* [Your goal]:
Pull out every line in the records below that contains the word "wildflower", copying each line in full. Case counts.

* [Records for processing]:
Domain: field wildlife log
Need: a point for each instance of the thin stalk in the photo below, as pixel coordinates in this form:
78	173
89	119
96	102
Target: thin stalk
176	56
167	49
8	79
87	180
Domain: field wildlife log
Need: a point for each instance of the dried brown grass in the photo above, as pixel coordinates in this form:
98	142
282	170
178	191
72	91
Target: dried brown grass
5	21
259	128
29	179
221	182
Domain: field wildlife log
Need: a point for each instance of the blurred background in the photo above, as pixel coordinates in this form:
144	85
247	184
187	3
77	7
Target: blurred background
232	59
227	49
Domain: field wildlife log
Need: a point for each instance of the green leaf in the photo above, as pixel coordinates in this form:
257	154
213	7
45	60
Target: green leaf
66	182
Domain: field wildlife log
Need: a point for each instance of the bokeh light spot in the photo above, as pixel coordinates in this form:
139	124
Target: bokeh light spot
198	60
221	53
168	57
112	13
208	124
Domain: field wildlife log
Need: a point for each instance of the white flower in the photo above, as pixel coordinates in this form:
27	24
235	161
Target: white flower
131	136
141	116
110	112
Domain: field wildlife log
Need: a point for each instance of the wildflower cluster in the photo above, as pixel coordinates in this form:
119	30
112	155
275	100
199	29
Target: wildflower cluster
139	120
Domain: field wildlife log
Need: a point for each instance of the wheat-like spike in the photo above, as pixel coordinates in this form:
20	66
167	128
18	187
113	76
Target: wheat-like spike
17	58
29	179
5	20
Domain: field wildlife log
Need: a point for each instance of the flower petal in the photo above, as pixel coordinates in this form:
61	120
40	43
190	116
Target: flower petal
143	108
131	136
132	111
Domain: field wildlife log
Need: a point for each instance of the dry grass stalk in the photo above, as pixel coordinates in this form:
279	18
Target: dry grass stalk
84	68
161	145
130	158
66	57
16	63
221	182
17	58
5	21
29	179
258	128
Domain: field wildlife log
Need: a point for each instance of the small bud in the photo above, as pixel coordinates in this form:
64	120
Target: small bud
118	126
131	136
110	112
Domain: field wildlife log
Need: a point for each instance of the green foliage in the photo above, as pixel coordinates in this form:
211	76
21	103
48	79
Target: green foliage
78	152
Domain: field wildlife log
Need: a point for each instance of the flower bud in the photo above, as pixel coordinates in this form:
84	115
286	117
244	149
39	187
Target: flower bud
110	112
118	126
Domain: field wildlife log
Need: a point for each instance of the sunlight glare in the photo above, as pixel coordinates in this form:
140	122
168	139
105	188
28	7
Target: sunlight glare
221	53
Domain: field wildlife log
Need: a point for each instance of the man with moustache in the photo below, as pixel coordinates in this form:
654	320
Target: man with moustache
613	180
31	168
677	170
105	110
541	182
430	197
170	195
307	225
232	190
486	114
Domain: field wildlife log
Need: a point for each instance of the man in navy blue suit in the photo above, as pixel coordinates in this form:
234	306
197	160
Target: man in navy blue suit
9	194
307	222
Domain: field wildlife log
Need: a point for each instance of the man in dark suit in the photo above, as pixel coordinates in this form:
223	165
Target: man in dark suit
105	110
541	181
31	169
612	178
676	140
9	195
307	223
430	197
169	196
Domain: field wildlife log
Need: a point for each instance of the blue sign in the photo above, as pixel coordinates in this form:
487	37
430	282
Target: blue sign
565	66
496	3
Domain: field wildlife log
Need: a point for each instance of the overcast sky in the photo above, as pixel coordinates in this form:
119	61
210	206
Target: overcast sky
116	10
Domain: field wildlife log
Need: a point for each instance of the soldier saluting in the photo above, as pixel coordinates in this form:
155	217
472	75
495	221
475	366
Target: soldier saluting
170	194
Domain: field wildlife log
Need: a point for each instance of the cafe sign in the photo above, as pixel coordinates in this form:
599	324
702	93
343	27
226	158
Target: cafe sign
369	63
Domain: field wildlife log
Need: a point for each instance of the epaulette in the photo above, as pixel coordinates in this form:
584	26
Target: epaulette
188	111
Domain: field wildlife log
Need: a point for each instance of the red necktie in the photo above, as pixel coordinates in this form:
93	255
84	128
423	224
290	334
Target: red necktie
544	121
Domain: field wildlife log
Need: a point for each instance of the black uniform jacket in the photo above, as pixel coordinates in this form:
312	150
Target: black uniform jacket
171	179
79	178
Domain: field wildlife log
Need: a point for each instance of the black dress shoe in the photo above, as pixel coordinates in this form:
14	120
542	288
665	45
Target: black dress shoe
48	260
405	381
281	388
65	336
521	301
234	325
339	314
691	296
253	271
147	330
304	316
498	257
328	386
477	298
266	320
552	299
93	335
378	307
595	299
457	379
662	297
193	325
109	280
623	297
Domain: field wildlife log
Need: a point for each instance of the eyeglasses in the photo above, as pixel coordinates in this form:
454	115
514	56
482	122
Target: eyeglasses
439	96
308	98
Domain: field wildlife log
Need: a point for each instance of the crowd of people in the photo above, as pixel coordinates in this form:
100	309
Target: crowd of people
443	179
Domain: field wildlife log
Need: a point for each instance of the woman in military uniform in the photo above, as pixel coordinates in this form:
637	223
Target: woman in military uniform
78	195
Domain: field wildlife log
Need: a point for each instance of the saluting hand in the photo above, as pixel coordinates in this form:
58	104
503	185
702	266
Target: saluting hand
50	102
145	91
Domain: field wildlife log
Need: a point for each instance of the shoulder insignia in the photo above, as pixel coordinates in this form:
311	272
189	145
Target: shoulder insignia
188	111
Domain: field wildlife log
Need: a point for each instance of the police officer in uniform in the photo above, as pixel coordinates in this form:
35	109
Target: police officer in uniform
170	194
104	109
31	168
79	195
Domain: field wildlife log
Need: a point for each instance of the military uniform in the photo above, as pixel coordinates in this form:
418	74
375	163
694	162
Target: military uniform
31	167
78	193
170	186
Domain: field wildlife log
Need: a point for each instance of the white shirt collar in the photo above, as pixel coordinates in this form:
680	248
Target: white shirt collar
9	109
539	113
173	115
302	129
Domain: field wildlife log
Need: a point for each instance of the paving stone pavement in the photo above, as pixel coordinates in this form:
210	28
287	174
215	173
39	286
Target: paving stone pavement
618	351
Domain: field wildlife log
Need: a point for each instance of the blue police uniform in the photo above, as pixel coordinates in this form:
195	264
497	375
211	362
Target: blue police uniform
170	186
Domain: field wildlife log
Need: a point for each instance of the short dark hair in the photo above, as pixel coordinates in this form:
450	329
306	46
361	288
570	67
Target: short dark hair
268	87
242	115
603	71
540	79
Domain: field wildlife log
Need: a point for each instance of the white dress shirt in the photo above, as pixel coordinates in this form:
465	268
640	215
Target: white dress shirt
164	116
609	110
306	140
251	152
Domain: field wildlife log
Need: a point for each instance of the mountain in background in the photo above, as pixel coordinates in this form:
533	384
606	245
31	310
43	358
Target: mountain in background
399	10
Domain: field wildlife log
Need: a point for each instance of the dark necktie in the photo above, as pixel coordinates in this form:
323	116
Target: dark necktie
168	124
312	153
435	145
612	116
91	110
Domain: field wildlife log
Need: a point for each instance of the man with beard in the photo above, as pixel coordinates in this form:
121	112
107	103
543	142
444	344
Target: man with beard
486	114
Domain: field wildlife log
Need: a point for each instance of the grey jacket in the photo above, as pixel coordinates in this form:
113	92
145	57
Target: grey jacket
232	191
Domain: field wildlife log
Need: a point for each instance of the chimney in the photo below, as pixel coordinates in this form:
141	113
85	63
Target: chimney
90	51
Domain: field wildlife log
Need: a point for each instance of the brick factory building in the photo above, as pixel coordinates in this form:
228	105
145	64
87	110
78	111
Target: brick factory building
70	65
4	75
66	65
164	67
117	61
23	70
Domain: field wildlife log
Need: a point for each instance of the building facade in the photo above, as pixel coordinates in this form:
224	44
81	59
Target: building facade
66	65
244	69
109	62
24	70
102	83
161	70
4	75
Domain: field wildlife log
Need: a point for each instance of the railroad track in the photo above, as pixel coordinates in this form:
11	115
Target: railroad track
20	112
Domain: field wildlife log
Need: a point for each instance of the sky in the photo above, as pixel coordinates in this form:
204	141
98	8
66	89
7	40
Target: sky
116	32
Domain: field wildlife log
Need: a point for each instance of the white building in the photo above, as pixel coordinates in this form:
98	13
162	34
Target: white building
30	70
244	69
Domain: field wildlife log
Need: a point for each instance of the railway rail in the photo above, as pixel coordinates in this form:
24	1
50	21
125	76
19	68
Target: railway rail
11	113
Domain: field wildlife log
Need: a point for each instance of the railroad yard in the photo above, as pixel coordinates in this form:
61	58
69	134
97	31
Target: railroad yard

* [Worked solution]:
Need: a point for each instance of the wildflower cluster in the photo above, as pixel coordinates in this form:
Target: wildflower cluster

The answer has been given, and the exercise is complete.